Content starts

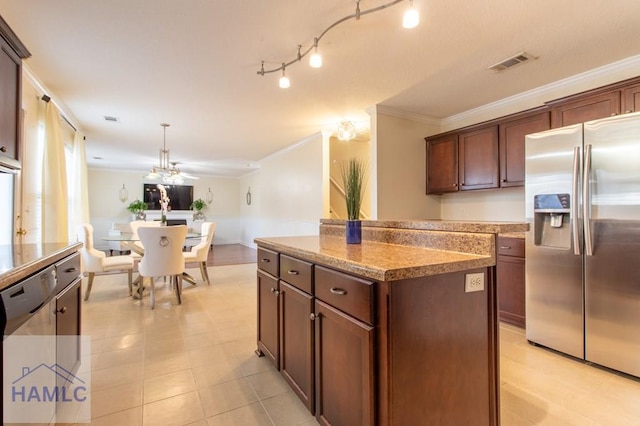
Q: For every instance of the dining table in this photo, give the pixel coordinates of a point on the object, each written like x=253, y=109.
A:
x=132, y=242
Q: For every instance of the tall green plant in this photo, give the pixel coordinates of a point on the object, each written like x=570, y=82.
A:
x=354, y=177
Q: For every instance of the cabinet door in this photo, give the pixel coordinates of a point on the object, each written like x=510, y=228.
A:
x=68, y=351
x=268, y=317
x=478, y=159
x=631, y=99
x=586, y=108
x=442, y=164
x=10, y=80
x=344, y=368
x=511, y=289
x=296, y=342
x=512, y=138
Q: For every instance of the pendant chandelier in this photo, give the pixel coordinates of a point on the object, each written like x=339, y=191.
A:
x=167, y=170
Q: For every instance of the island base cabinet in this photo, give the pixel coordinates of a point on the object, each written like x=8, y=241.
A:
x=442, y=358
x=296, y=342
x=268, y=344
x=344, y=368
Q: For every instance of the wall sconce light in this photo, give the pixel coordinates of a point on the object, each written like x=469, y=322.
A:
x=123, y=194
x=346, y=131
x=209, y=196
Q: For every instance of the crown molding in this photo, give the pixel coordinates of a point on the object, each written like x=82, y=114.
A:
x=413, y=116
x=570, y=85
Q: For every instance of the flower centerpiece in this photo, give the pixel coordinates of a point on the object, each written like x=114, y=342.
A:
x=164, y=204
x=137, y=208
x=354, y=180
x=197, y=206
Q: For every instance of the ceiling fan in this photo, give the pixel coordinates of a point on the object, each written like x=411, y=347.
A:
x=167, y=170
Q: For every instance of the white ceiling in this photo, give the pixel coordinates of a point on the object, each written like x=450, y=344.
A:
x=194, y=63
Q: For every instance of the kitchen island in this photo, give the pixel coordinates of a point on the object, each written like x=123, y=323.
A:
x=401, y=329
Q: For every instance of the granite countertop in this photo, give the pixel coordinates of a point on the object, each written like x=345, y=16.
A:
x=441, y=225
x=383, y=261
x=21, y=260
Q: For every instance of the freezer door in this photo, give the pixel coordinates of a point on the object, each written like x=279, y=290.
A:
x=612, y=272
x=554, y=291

Content ends
Content starts

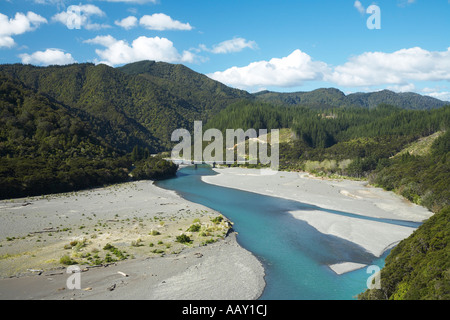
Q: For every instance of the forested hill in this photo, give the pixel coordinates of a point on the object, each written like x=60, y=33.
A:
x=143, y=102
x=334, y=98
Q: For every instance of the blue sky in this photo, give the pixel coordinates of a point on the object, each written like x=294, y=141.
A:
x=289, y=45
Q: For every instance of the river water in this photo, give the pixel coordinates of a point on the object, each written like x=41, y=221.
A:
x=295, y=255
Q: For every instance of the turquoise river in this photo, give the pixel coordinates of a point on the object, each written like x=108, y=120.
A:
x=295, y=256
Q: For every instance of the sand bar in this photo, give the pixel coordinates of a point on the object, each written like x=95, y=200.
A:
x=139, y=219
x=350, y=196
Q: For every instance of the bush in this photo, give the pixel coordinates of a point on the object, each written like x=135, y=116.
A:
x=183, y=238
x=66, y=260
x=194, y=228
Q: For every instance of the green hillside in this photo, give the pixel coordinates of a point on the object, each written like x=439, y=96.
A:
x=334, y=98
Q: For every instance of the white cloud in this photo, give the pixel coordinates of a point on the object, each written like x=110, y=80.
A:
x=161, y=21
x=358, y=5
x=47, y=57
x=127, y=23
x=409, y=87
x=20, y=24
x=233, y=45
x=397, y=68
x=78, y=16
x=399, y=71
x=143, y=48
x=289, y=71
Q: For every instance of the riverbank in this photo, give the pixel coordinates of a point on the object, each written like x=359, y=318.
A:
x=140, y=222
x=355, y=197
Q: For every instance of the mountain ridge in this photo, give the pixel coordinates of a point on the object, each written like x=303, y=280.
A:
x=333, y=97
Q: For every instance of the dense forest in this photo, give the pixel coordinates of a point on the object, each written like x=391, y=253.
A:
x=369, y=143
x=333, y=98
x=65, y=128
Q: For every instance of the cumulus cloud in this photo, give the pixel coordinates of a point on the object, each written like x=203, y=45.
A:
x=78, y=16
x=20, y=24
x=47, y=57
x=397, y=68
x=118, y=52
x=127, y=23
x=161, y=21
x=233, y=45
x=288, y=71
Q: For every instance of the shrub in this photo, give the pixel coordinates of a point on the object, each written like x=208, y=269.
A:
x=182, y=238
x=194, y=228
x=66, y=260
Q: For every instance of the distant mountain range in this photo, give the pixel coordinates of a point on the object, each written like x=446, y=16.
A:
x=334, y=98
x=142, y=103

Content ends
Content starts

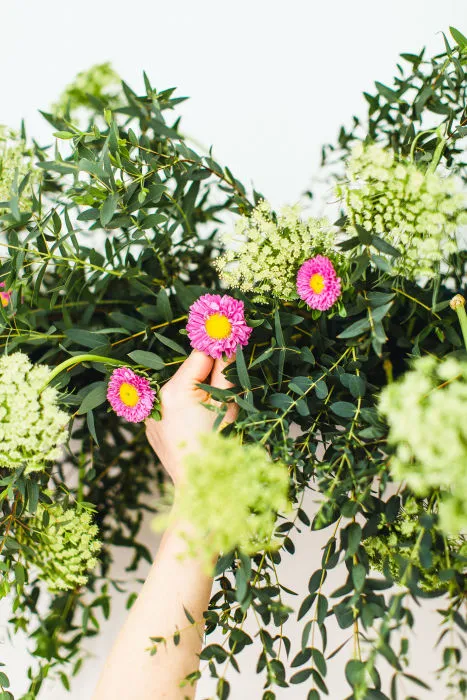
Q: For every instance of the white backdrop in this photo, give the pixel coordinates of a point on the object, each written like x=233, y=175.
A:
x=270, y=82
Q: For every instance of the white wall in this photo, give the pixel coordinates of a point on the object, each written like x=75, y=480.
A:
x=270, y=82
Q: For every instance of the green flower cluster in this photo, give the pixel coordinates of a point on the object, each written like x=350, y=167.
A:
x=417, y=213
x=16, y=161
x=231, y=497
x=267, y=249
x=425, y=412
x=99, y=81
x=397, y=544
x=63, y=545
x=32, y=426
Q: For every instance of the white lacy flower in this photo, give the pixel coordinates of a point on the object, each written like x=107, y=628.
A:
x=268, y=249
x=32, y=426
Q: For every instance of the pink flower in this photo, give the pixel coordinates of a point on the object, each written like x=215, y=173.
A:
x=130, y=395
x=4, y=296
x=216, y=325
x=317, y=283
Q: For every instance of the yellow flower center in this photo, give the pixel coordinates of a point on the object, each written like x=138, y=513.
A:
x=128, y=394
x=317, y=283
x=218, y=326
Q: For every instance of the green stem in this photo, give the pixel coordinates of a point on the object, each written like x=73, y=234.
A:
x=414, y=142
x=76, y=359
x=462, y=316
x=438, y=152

Content ends

Retype word for word everything in the listing above from the line that holds "Q: For every instance of the dining" down to the line that holds "Q: For every instance of the cabinet". Keep both end lines and leave out the rest.

Q: For every instance of the dining table in this photo, give the pixel coordinates of a point on the object, each written like x=253, y=109.
A:
x=132, y=242
Q: For every instance of the tall green plant in this photo, give the pixel coordinates of a point on the object, each written like x=570, y=82.
A:
x=354, y=177
Q: For every instance of the cabinet door in this photo, give the pixel coordinates of a point on the object, each written like x=510, y=228.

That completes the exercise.